- **Challenge**
Please lay out every line of the records below as a JSON list of strings, one string per line, and leave out any blank lines.

- **Records from a point labeling set**
⟨
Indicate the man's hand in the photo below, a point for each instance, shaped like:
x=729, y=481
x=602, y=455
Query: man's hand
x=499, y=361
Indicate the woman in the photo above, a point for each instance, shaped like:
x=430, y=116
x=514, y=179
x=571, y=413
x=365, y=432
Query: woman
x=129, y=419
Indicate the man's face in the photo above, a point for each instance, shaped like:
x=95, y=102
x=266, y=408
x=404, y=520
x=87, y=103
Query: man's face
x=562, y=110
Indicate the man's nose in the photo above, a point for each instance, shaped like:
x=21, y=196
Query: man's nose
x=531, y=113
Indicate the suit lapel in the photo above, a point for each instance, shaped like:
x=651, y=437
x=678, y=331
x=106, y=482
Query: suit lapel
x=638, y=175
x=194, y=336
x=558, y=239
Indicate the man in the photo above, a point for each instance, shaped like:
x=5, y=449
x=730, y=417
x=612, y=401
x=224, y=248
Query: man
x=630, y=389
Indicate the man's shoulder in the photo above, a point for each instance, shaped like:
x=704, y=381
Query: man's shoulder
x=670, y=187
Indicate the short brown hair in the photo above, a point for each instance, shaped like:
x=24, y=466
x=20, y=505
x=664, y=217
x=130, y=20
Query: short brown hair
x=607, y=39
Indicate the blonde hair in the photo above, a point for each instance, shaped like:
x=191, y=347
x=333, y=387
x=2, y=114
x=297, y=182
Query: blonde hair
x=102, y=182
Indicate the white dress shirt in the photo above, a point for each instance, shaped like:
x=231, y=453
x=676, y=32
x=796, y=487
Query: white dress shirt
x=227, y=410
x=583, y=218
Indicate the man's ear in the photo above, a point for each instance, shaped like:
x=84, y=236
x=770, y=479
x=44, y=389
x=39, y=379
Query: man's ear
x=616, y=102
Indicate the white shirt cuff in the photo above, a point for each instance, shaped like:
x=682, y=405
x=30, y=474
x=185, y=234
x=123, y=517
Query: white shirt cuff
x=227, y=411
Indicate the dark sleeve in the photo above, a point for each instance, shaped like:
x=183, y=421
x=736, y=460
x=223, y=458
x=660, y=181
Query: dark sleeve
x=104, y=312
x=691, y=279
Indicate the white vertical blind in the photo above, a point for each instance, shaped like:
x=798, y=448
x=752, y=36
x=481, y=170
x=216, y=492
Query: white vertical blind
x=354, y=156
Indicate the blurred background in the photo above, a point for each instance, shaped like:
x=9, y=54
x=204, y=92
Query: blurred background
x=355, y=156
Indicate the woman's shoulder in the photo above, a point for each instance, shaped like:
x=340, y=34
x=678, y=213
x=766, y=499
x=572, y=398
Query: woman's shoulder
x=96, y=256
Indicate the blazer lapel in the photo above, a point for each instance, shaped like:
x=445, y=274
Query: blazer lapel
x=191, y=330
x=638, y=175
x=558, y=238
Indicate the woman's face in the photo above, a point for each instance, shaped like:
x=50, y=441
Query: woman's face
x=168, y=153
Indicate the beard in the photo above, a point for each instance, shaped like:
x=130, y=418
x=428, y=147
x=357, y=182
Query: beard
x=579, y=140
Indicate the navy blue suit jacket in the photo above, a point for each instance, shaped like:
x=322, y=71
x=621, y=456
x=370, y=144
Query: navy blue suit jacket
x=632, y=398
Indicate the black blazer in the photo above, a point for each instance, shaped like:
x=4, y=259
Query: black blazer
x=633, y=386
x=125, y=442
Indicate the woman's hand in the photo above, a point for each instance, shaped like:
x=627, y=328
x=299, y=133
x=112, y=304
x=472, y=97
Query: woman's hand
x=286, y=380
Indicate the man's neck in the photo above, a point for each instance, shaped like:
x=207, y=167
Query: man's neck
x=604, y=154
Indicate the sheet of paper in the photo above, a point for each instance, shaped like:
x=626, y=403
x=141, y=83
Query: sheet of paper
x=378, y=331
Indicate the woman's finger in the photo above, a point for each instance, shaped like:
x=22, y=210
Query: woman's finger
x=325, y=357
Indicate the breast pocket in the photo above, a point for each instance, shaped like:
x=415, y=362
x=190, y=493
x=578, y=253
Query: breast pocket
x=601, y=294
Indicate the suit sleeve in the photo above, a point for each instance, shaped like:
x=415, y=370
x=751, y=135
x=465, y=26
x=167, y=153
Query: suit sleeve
⟩
- **Full answer**
[
  "Indicate the man's hand in the photo below, a point for each instance, shaped like:",
  "x=729, y=481",
  "x=602, y=455",
  "Query: man's hand",
  "x=499, y=361",
  "Indicate the woman in the photo above, a point for each instance, shaped like:",
  "x=430, y=116",
  "x=514, y=179",
  "x=571, y=413",
  "x=365, y=432",
  "Query: woman",
  "x=129, y=419",
  "Indicate the man's face in the photo above, a point for each instance, shaped like:",
  "x=95, y=102",
  "x=266, y=408",
  "x=404, y=520",
  "x=87, y=103",
  "Query: man's face",
  "x=562, y=110",
  "Indicate the man's nose in the photo above, a point for each instance, shaped like:",
  "x=21, y=196",
  "Query: man's nose",
  "x=531, y=113",
  "Indicate the suit lapel in the photo above, a point for each instance, shaped like:",
  "x=651, y=437",
  "x=678, y=331",
  "x=106, y=482",
  "Query: suit lapel",
  "x=638, y=175",
  "x=194, y=336",
  "x=558, y=239",
  "Indicate the man in the photo above, a point for each instance, shaped like:",
  "x=5, y=449",
  "x=730, y=417",
  "x=612, y=401",
  "x=224, y=248",
  "Query: man",
  "x=630, y=389",
  "Indicate the man's shoulder in the photo above, a point for each instance, shaped like:",
  "x=704, y=381",
  "Query: man's shoulder",
  "x=670, y=187",
  "Indicate the short brown hair in the photo above, a point for each instance, shaped like:",
  "x=24, y=466",
  "x=20, y=505",
  "x=664, y=217",
  "x=130, y=20",
  "Query: short brown hair",
  "x=607, y=39",
  "Indicate the blonde hair in the photo above, a point for each instance, shaped like:",
  "x=191, y=347",
  "x=333, y=387",
  "x=2, y=114",
  "x=297, y=182",
  "Query: blonde hair",
  "x=102, y=182",
  "Indicate the white dress shirt in the photo above, a point for each instance, shaped like:",
  "x=231, y=453",
  "x=676, y=32",
  "x=796, y=487",
  "Query: white dress shirt",
  "x=227, y=410",
  "x=583, y=218",
  "Indicate the man's ear in the photo above, a point for each instance, shaped like:",
  "x=84, y=236",
  "x=770, y=479",
  "x=44, y=389",
  "x=39, y=379",
  "Query: man's ear",
  "x=616, y=102",
  "Indicate the white shirt cuff in the photo above, a point for each instance, shaped like:",
  "x=682, y=405",
  "x=30, y=474",
  "x=185, y=234",
  "x=123, y=517",
  "Query: white shirt cuff",
  "x=227, y=411",
  "Indicate the dark sleeve in the photo above, a point for each instance, shaped like:",
  "x=183, y=421",
  "x=736, y=460",
  "x=223, y=458",
  "x=660, y=181",
  "Query: dark sleeve",
  "x=104, y=312",
  "x=691, y=279",
  "Indicate the white vertical blind in the photo above, a point for each instance, shaped like:",
  "x=798, y=448",
  "x=752, y=36",
  "x=481, y=170",
  "x=216, y=492",
  "Query: white vertical blind",
  "x=354, y=156",
  "Indicate the blurred background in the photo above, a point for each instance, shaped like:",
  "x=9, y=54",
  "x=204, y=92",
  "Query: blurred background",
  "x=355, y=156",
  "Indicate the woman's shoulder in the photo above, a point for each instance, shaped like:",
  "x=340, y=34",
  "x=678, y=213",
  "x=766, y=499",
  "x=572, y=398",
  "Query: woman's shoulder",
  "x=96, y=256",
  "Indicate the blazer lapel in the photo above, a point for each instance, shaped like:",
  "x=445, y=274",
  "Query: blazer lapel",
  "x=191, y=330",
  "x=638, y=175",
  "x=558, y=238",
  "Indicate the woman's face in the photo above, a point for each instance, shaped like:",
  "x=50, y=441",
  "Query: woman's face",
  "x=168, y=153",
  "Indicate the beard in the photo above, a point for each instance, shaped like:",
  "x=130, y=418",
  "x=428, y=147",
  "x=357, y=182",
  "Query: beard",
  "x=579, y=140",
  "Indicate the navy blue suit jacket in the photo above, a point for each instance, shaped like:",
  "x=322, y=71",
  "x=621, y=456",
  "x=370, y=144",
  "Query: navy blue suit jacket",
  "x=632, y=398",
  "Indicate the black blazer in the photo above, a point for each instance, shaped like:",
  "x=4, y=259",
  "Query: black blazer",
  "x=633, y=386",
  "x=125, y=442",
  "Indicate the woman's hand in the photo above, a point for each instance, shaped like:",
  "x=627, y=328",
  "x=299, y=133",
  "x=112, y=304",
  "x=472, y=97",
  "Query: woman's hand",
  "x=286, y=380",
  "Indicate the man's neck in the photo above, a point for each instance, shaped like:",
  "x=207, y=167",
  "Query: man's neck",
  "x=604, y=154",
  "Indicate the sheet of paper in the photo above, a point for each instance, shaped like:",
  "x=626, y=403",
  "x=141, y=83",
  "Query: sheet of paper",
  "x=378, y=331",
  "Indicate the woman's finger in the photo above, a point for each instance, shaped like:",
  "x=22, y=210",
  "Query: woman's finger",
  "x=325, y=357",
  "Indicate the breast pocket in the photo above, a point for each instance, shaped like:",
  "x=415, y=362",
  "x=190, y=493",
  "x=578, y=253",
  "Query: breast pocket",
  "x=601, y=294",
  "Indicate the suit sleeve in the photo above, a point for each instance, shaped like:",
  "x=415, y=370",
  "x=751, y=135",
  "x=465, y=26",
  "x=167, y=153",
  "Query: suit sleeve"
]